Given text.

»»

3. Choose cartesian_geometry from dropdown menu C to extract the geometry.

4. Increase verbosity D to get informed about background activities.

5. Hit Extract. The extracted geometry is saved as resname_mp2.crd file in the working directory. (mp2 in filename signifies level of theory.) The extracted coordinates are also shown in the TextEditor.

Extract Internal Coordinates

1. Load the QM output file in lineEditor A (This file is typically already loaded in the previous steps).

2. Choose if the output file is from Gaussian or Psi4 in B.

3. Choose internal_coordinates from dropdown menu C to extract the internal coordinates.

4. Hit Extract. The extracted internal coordinate is saved in qm_intcoor_resname.txt file placed in intcoor subdirectory.

In addition, step 4 creates the file “resname_intcoor.str” and places it in the intcoor subdirectory. This is required for internal coordinate evaluation in CHARMM.

Extract Dipole Moment and Polarizability

1. Load the QM output file in lineEditor A (This file is typically already loaded in the previous steps).

2. Choose if the output file is from Gaussian or Psi4 in B.

3. Choose dipole_polar from dropdown menu C to extract the dipole moment or polarizability.

4. Verify scaling factor in F.

5. Hit Extract. The extracted dipole/polarizability value is saved in qm_dipol_resname.txt placed in dipolar directory under working directory.

««

Objectives.
[1] From the entries below, pull out every line that contains the word "black" and copy each one.
[2] Proceed with the instructions on extracting data from QM output files, starting after their final step.

[Dataset records about object locations]
»»

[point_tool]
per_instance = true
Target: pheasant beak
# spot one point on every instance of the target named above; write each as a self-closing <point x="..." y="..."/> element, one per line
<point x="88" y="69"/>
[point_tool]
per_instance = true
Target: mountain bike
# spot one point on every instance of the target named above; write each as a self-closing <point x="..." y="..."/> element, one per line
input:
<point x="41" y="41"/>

««
»»

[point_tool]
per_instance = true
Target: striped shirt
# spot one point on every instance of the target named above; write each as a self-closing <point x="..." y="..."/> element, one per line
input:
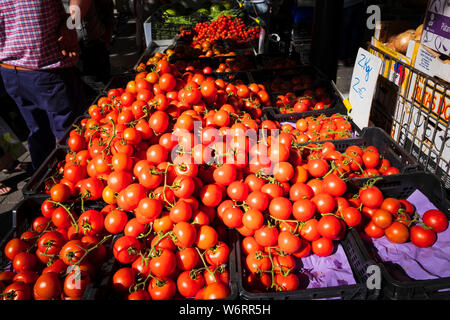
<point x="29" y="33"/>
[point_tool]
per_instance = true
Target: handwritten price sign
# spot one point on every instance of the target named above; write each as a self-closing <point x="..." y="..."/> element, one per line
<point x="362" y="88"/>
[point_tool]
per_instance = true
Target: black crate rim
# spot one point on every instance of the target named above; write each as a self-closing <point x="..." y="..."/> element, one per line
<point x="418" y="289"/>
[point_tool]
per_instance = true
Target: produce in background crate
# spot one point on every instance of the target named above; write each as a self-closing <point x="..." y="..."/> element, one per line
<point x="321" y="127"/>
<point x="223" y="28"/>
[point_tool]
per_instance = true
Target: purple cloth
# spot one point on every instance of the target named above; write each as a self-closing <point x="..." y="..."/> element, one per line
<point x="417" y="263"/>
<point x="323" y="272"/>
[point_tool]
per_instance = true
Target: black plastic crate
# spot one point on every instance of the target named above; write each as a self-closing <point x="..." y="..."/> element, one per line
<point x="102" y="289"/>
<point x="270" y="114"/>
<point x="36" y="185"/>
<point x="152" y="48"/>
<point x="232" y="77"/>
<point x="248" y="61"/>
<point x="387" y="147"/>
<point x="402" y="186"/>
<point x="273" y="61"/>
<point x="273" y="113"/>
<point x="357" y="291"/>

««

Responses for each task.
[1]
Target: black crate rim
Target: black plastic crate

[2]
Note

The default keywords provided during CreateQM > Geometry Optimization does not contain POLAR keyword required for calculating QM molecular polarizability. In the case of Drude FF parametrization, a single point calculation on the optimized geometry should be performed at MP2/cc-pVQZ with POLAR keyword. Do not forget to remove OPT keyword. The output of this calculation should be used for getting target dipole and polarizability data for drude FF parametrization.

Perform MM Calculations

Tab: MMCalculations

CHARMM: For running CHARMM job, path to CHARMM executable should be added in Settings Menu.

OpenMM: For running OpenMM job, the executable does not need to be declared. Instead OpenMM should be installed in same enviornment or make sure OpenMM program library is added in PYTHONPATH.

Geometry Minimization in MM

1. Load ffparam.inp in lineEditor A. This file is placed in the working directory by clicking Fetch MM Prerequisites button in the InitialSystemSetup.

Note

Prior to performing the MM calculation, toppar.str/toppar_drude.str files may be edited to avoid reading unnecessary topology and parameter files. For example, if the molecule is based solely on CGenFF atom types and parameters only the CGenFF toppar files along with the toppar_water_ions.str file need to be read via toppar.str.

2. Provide .str file containing topology and parameters in lineEditor B.

3. Provide coordinate file (recommeded: resname_mp2.crd containing the optimized QM coordinates) in lineEditor C.

4. Declare type of force-field (additive/drude) in dropdown menu D.

5. Enter resname in lineEditor E.

6. Choose cartesian_geometry from dropdown menu F.

7. Check Minimize option in G. Other options Orient and BuildH are optional and should not usually be checked.

8. Choose H: CHARMM or OpenMM to perform the calculation.

Note

ffparam.inp file is not used by OpenMM. Functionalities of OpenMM are limited to additive FF.

9. Hit Run MM to perform the calculation. While the calculation is running, Run MM button will remain inactive. Once the calculation is done, the output file “ffparam.out” will be displayed in the Text window and be available in the working directory.

Additional files “resname_min.pdb” and resname_min.crd are generated in the working directory.

Internal Coordinates

Steps 1, 2, 3, 4 and 5 above do not have to be repeated.

6. Choose internal_coordinates from the dropdown menu F.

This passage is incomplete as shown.